El barril de agua de Neza: acarreamiento con disciplina

El acarreo de agua 

 Era el año 1969. Apenas había cumplido los 12 años y en Ciudad Nezahualcóyotl no existían aún las tomas de agua en las casas, había que ir a acarrear en cubetas hasta las llaves públicas, en verdad me daba mucha flojera, y luego, para colmo la palabra responsabilidad a me sonaba hueca, sin sentido, incomprensible; sin embargo, mi mamá un buen día me dio a entender, como solo ella sabía hacerlo, el amplio significado de esa palabra.

Recuerdo que fue un día sábado en que mi madre tenía el lavadero a tope de batas y mandiles apestosos de sangre y mugre y vio enfadada que en el barril no había ni gota de agua, no obstante que ya me lo había pedido, ella sostiene que pidió cuatro, pero yo aseguro que solamente fueron dos veces las que me dijo que le fuera a traer agua de la toma para llenarlo. Como haya sido, ella ya estaba como agua para chocolate porque yo no le atendía, la manera de hacérmelo saber fue mediante una cinturoniza, de esas que hacen época, de las que nunca olvidas. Me acuerdo que estaba descuidado, recargado sobre la mesa de la cocina viendo cómo caminaba una cucaracha con rumbo a la mermelada cuando, a media espalda, recibí el primero de la tanda, casi al mismo instante que me dio el segundo y ¡me cayó el tercero!, con el cuarto a media nalga alcancé a ver cómo la cucaracha brincó de la mesa y prudentemente salió huyendo despavorida. Ya para el quinto cintarazo yo estaba debajo de la mesa, el sexto y séptimo a un lado del refrigerador, el octavo me lo agarró sabroso porque fue junto a la estufa,  ese sí me dolió; parecíamos un ballet en perfecta coordinación, ya que para donde yo zigzagueara mi madre atrás de mi lo hacía exactamente igual, el noveno y el décimo fueron en la piernas corriendo hacia la puerta, el décimo primero me lo dio cuando estaba agachado, mientras buscaba las cubetas con desesperación debajo del lavadero, el doce y trece a media espalda, en verdad me hicieron ver estrellitas de colores, el catorce lo sentí un poco más ligero, seguramente porque ya se le estaba cansando la mano a mi jefecita, pero el quince en todo lo alto me hizo replantear esa hipótesis, el dieciséis me agarro tratando de regresar a la cocina y el diecisiete me hizo desistir del intento, un segundo antes del dieciocho pude finalmente ver las cubetas a un lado del zaguán. Corrí hacia ellas, justo en el momento que el diecinueve cayó sobre mi brazo izquierdo, el veinte ya no me lo alcanzó a dar, solo sentí el aire rozando mi oreja, el veintiuno pasó aún más lejos y el veintidós y el veintitrés se quedaron en promesa.

MATERIAL DE TRABAJO:
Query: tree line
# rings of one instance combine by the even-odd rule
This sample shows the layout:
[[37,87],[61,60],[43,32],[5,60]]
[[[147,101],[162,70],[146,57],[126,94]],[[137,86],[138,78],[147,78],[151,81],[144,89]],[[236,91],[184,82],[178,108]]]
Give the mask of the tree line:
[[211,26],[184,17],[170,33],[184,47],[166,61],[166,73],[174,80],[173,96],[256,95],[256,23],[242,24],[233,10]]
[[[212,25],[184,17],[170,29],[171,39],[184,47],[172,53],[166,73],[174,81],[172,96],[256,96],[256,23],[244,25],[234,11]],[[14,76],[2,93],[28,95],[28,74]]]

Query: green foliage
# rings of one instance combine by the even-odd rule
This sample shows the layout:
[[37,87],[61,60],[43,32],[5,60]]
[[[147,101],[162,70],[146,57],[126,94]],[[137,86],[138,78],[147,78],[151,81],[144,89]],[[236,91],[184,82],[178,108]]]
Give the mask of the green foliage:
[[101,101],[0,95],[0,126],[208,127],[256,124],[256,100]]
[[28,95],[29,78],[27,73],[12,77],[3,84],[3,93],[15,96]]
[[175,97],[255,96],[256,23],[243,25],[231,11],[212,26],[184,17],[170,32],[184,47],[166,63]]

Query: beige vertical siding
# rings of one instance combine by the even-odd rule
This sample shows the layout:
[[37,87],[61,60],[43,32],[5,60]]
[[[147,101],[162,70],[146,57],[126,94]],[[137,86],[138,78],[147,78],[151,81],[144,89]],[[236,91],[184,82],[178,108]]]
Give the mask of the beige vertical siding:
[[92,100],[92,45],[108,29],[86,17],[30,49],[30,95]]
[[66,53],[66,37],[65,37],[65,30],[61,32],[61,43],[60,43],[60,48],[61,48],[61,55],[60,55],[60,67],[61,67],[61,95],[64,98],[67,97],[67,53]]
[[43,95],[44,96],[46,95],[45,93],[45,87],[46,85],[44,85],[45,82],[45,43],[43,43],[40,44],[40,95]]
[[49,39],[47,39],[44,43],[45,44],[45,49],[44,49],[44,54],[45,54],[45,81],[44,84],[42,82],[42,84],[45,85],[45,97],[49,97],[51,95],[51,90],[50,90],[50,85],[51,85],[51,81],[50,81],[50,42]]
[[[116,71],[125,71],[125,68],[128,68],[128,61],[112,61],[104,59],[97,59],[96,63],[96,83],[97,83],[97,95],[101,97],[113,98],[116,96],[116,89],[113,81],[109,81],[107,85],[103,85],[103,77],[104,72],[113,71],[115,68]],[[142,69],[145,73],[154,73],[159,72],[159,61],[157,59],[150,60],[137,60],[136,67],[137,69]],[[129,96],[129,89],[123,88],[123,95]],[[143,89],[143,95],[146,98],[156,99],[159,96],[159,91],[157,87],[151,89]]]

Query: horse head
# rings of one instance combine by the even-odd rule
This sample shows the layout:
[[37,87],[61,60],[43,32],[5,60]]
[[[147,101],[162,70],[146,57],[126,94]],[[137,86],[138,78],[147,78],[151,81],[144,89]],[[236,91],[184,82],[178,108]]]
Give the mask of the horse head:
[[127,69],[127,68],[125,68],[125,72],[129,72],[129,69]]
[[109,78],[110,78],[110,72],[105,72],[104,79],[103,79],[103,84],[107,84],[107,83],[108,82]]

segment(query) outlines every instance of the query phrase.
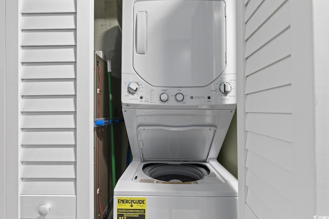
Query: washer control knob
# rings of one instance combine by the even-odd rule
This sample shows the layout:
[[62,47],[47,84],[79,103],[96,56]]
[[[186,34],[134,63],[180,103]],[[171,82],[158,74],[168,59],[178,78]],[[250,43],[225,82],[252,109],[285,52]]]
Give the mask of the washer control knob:
[[136,82],[131,82],[128,84],[127,89],[129,93],[134,95],[138,91],[139,85]]
[[169,98],[169,96],[166,93],[162,93],[160,94],[160,100],[164,103],[168,101],[168,99]]
[[39,207],[38,211],[41,215],[46,215],[50,210],[50,206],[49,205],[42,205]]
[[222,82],[220,85],[220,91],[225,95],[227,95],[232,90],[232,86],[228,82]]
[[181,102],[184,99],[184,95],[181,93],[177,93],[175,95],[175,98],[178,102]]

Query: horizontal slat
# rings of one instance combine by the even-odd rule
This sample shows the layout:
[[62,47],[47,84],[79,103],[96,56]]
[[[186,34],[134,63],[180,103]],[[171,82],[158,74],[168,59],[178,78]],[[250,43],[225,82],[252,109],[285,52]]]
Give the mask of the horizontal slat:
[[245,58],[289,26],[289,12],[290,3],[287,1],[248,39],[246,44]]
[[21,128],[74,128],[76,120],[75,112],[24,112]]
[[257,10],[258,7],[264,2],[264,0],[250,0],[247,7],[245,12],[245,23],[250,18],[252,14]]
[[246,64],[245,75],[255,72],[290,55],[290,28],[250,55]]
[[21,29],[76,29],[76,13],[25,14],[22,18]]
[[285,218],[285,216],[288,218],[293,217],[292,203],[251,171],[247,173],[246,185],[248,186],[248,190],[252,191],[280,217]]
[[76,0],[24,0],[21,13],[75,12],[76,4]]
[[268,160],[248,151],[246,166],[288,200],[293,198],[293,173]]
[[[76,219],[77,197],[75,195],[21,195],[20,215],[22,219]],[[46,216],[40,215],[39,208],[49,205]]]
[[74,78],[76,63],[24,63],[22,79]]
[[274,88],[291,83],[291,56],[288,56],[248,77],[245,93]]
[[291,85],[248,94],[245,111],[247,112],[291,113]]
[[76,162],[23,162],[21,178],[75,178]]
[[76,96],[23,96],[21,111],[75,111],[76,98]]
[[21,145],[76,145],[75,129],[25,129]]
[[22,96],[75,95],[75,79],[25,79],[22,83]]
[[247,39],[286,0],[265,0],[246,24],[245,40]]
[[22,195],[75,195],[74,178],[23,178]]
[[76,45],[76,30],[25,30],[21,46]]
[[248,113],[246,130],[293,142],[293,117],[291,114]]
[[292,172],[291,143],[249,132],[246,148]]
[[23,145],[21,161],[75,162],[76,145]]
[[76,62],[76,47],[23,47],[21,62]]
[[[252,209],[252,211],[257,215],[258,218],[285,219],[279,216],[276,214],[276,212],[272,211],[268,206],[266,206],[264,202],[255,195],[251,191],[248,191],[246,203]],[[280,209],[278,211],[280,211]]]
[[248,205],[245,205],[245,209],[246,210],[245,213],[245,219],[259,219],[258,217],[255,215],[255,214],[252,212],[251,209],[250,209],[250,208]]

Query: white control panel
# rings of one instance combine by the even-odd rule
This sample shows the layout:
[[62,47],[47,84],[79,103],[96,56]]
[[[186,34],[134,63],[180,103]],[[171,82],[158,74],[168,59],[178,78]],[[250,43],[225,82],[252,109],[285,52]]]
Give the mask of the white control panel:
[[136,74],[122,74],[123,104],[197,106],[236,103],[236,74],[221,75],[203,87],[153,87]]

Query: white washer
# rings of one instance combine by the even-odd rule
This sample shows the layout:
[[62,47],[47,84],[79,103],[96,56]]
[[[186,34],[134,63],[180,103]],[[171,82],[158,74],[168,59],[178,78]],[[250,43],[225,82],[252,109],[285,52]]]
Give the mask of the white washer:
[[133,162],[116,219],[236,219],[217,162],[236,104],[235,2],[125,0],[121,101]]

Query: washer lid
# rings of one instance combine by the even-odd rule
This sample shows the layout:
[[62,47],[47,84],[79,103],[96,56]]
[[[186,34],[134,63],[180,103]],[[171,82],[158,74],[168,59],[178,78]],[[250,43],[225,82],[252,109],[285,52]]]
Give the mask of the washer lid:
[[224,1],[138,1],[131,28],[134,69],[152,86],[204,87],[226,67]]
[[217,129],[211,126],[140,126],[143,161],[206,161]]

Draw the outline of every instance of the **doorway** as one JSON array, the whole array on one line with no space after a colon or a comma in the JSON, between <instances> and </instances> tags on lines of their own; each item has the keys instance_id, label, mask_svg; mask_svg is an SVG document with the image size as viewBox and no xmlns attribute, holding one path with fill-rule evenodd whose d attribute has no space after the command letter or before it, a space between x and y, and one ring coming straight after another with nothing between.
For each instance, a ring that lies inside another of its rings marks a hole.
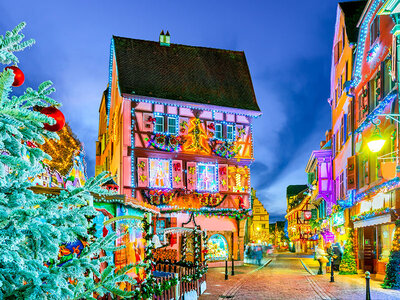
<instances>
[{"instance_id":1,"label":"doorway","mask_svg":"<svg viewBox=\"0 0 400 300\"><path fill-rule=\"evenodd\" d=\"M376 230L374 226L364 227L364 272L374 273L376 246Z\"/></svg>"}]
</instances>

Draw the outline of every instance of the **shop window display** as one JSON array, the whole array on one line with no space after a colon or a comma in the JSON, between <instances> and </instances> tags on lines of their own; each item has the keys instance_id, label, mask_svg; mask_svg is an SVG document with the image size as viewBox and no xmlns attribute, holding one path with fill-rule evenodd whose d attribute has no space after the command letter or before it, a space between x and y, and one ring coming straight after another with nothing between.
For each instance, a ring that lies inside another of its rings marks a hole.
<instances>
[{"instance_id":1,"label":"shop window display","mask_svg":"<svg viewBox=\"0 0 400 300\"><path fill-rule=\"evenodd\" d=\"M213 164L197 164L197 190L217 192L217 167Z\"/></svg>"},{"instance_id":2,"label":"shop window display","mask_svg":"<svg viewBox=\"0 0 400 300\"><path fill-rule=\"evenodd\" d=\"M166 159L150 159L150 187L171 188L170 161Z\"/></svg>"},{"instance_id":3,"label":"shop window display","mask_svg":"<svg viewBox=\"0 0 400 300\"><path fill-rule=\"evenodd\" d=\"M207 241L207 259L210 261L226 260L229 257L228 242L221 234L212 235Z\"/></svg>"},{"instance_id":4,"label":"shop window display","mask_svg":"<svg viewBox=\"0 0 400 300\"><path fill-rule=\"evenodd\" d=\"M378 227L379 237L379 261L388 262L390 250L392 248L393 237L394 237L395 225L385 224Z\"/></svg>"}]
</instances>

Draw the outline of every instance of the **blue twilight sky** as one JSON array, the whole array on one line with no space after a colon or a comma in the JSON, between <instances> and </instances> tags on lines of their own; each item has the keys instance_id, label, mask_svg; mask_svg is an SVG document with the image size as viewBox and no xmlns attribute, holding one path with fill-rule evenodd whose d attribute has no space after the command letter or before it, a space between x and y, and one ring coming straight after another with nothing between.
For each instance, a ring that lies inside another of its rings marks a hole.
<instances>
[{"instance_id":1,"label":"blue twilight sky","mask_svg":"<svg viewBox=\"0 0 400 300\"><path fill-rule=\"evenodd\" d=\"M36 45L18 56L22 88L54 82L54 98L85 144L89 175L112 35L158 40L164 29L172 43L245 51L263 111L254 122L252 185L275 221L285 214L286 186L306 182L308 158L330 126L336 7L336 0L1 1L0 34L27 22L24 34Z\"/></svg>"}]
</instances>

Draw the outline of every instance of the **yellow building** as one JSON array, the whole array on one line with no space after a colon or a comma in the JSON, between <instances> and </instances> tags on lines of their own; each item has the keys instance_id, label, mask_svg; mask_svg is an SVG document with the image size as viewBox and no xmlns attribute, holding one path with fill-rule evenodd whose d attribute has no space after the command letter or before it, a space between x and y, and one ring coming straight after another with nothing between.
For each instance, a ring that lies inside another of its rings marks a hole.
<instances>
[{"instance_id":1,"label":"yellow building","mask_svg":"<svg viewBox=\"0 0 400 300\"><path fill-rule=\"evenodd\" d=\"M264 205L256 197L256 191L252 189L253 216L249 219L249 238L251 242L261 243L269 240L269 214Z\"/></svg>"}]
</instances>

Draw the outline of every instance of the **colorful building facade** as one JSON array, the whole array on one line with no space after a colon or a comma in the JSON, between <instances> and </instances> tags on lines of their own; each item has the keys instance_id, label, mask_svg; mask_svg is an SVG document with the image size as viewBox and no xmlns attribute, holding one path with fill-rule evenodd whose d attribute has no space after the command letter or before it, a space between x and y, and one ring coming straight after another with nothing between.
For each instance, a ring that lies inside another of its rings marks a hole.
<instances>
[{"instance_id":1,"label":"colorful building facade","mask_svg":"<svg viewBox=\"0 0 400 300\"><path fill-rule=\"evenodd\" d=\"M314 232L310 225L311 194L307 185L290 185L286 190L288 208L286 220L288 222L289 240L294 244L295 252L312 252L315 246Z\"/></svg>"},{"instance_id":2,"label":"colorful building facade","mask_svg":"<svg viewBox=\"0 0 400 300\"><path fill-rule=\"evenodd\" d=\"M329 98L332 136L306 168L316 207L311 224L319 228L319 239L344 244L354 229L357 267L377 277L385 274L400 207L398 8L399 1L338 4ZM383 140L383 147L373 148ZM318 201L317 161L324 152L328 161L330 155L334 184L329 205Z\"/></svg>"},{"instance_id":3,"label":"colorful building facade","mask_svg":"<svg viewBox=\"0 0 400 300\"><path fill-rule=\"evenodd\" d=\"M356 229L358 267L385 274L398 208L397 43L394 18L380 14L381 1L368 1L357 24L358 48L352 87L355 96L354 186L351 219ZM372 152L368 142L381 134L383 148ZM348 190L351 191L350 188Z\"/></svg>"},{"instance_id":4,"label":"colorful building facade","mask_svg":"<svg viewBox=\"0 0 400 300\"><path fill-rule=\"evenodd\" d=\"M160 238L193 216L223 259L239 259L251 211L252 119L261 114L245 56L169 38L112 38L96 173L111 172L120 193L160 209Z\"/></svg>"},{"instance_id":5,"label":"colorful building facade","mask_svg":"<svg viewBox=\"0 0 400 300\"><path fill-rule=\"evenodd\" d=\"M255 190L252 190L252 212L248 220L249 239L253 243L267 243L269 241L269 213L264 205L256 197Z\"/></svg>"}]
</instances>

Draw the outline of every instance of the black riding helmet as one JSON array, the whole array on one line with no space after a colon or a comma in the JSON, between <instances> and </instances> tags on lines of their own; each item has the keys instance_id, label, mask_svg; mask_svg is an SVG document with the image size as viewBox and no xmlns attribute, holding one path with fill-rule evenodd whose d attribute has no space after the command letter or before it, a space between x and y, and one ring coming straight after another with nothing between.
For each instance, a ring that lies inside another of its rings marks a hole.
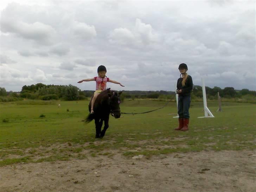
<instances>
[{"instance_id":1,"label":"black riding helmet","mask_svg":"<svg viewBox=\"0 0 256 192\"><path fill-rule=\"evenodd\" d=\"M100 71L105 71L107 72L107 69L106 67L103 65L100 65L98 68L98 72Z\"/></svg>"},{"instance_id":2,"label":"black riding helmet","mask_svg":"<svg viewBox=\"0 0 256 192\"><path fill-rule=\"evenodd\" d=\"M185 63L181 63L181 64L180 64L180 65L179 66L179 69L186 69L187 71L187 65Z\"/></svg>"}]
</instances>

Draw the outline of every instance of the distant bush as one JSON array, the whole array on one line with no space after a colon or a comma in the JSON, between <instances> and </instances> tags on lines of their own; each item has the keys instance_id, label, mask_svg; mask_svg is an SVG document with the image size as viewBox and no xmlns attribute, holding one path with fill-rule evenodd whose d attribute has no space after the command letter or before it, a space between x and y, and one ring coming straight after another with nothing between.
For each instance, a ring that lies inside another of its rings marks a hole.
<instances>
[{"instance_id":1,"label":"distant bush","mask_svg":"<svg viewBox=\"0 0 256 192\"><path fill-rule=\"evenodd\" d=\"M57 103L56 100L43 101L41 100L27 100L17 101L17 105L55 105Z\"/></svg>"},{"instance_id":2,"label":"distant bush","mask_svg":"<svg viewBox=\"0 0 256 192\"><path fill-rule=\"evenodd\" d=\"M59 98L59 97L56 94L50 94L41 96L40 97L40 98L44 101L57 100Z\"/></svg>"},{"instance_id":3,"label":"distant bush","mask_svg":"<svg viewBox=\"0 0 256 192\"><path fill-rule=\"evenodd\" d=\"M87 100L87 98L84 95L80 95L78 96L78 98L79 100Z\"/></svg>"},{"instance_id":4,"label":"distant bush","mask_svg":"<svg viewBox=\"0 0 256 192\"><path fill-rule=\"evenodd\" d=\"M22 98L10 96L0 96L0 102L9 102L23 100Z\"/></svg>"}]
</instances>

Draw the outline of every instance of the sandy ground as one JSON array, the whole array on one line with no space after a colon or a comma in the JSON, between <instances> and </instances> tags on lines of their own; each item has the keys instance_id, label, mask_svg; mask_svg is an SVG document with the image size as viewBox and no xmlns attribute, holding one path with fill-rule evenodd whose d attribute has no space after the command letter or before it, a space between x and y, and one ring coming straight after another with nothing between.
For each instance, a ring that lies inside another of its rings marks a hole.
<instances>
[{"instance_id":1,"label":"sandy ground","mask_svg":"<svg viewBox=\"0 0 256 192\"><path fill-rule=\"evenodd\" d=\"M0 191L256 191L256 151L117 153L0 167Z\"/></svg>"}]
</instances>

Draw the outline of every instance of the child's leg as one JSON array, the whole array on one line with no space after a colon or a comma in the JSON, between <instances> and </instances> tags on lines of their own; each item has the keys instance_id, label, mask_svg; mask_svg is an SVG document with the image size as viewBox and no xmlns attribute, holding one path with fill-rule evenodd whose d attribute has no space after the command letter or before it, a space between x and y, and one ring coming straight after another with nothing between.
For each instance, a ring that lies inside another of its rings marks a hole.
<instances>
[{"instance_id":1,"label":"child's leg","mask_svg":"<svg viewBox=\"0 0 256 192\"><path fill-rule=\"evenodd\" d=\"M92 100L91 100L91 113L93 113L93 105L94 104L94 102L95 100L96 100L96 98L97 98L98 96L100 95L100 93L94 93L94 95L93 96L93 98Z\"/></svg>"}]
</instances>

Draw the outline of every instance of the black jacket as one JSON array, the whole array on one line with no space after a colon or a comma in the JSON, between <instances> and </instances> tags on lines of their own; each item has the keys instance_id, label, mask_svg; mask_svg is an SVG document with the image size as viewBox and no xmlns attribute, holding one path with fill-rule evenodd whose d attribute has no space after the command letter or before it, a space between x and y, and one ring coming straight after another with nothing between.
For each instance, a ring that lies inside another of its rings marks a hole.
<instances>
[{"instance_id":1,"label":"black jacket","mask_svg":"<svg viewBox=\"0 0 256 192\"><path fill-rule=\"evenodd\" d=\"M179 96L190 96L190 93L193 88L193 82L192 77L190 75L188 75L187 78L185 82L185 85L182 86L182 79L183 78L180 77L177 81L177 90L181 90L181 92L179 94Z\"/></svg>"}]
</instances>

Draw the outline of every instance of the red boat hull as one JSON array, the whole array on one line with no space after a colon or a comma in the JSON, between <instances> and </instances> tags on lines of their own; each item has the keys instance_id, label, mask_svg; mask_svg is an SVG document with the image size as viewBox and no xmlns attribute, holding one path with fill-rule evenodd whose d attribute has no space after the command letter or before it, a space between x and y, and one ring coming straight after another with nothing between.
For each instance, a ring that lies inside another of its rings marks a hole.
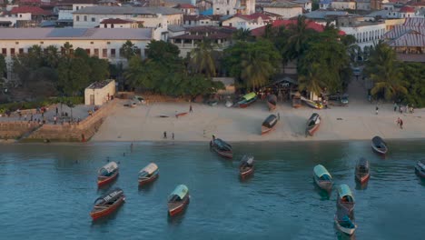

INSTRUCCIONES:
1/ Según el fragmento sobre el acarreo de agua, ¿cuántos años acababa de cumplir quien narra en 1969?
2/ Extraiga de las entradas cada línea que contenga la palabra "ground", distinguiendo entre mayúsculas y minúsculas.
El fragmento sobre el acarreo de agua y las entradas no guardan relación entre sí.

RESULTADOS:
1/ Apenas había cumplido los 12 años.

2/
Draw the outline of every instance of the sandy ground as one JSON array, the whole array on one line with no space after a colon or a comma in the JSON, between <instances> and </instances> tags on lines of their own; each item has the keys instance_id, label, mask_svg; mask_svg is an SVG document with the image size as viewBox and no xmlns attribute, holding one path with fill-rule evenodd whose d attribute has no space after the command letter or before it, a space between x and y, and one ring coming straight after another with nothing between.
[{"instance_id":1,"label":"sandy ground","mask_svg":"<svg viewBox=\"0 0 256 192\"><path fill-rule=\"evenodd\" d=\"M0 191L256 191L256 151L117 153L0 167Z\"/></svg>"}]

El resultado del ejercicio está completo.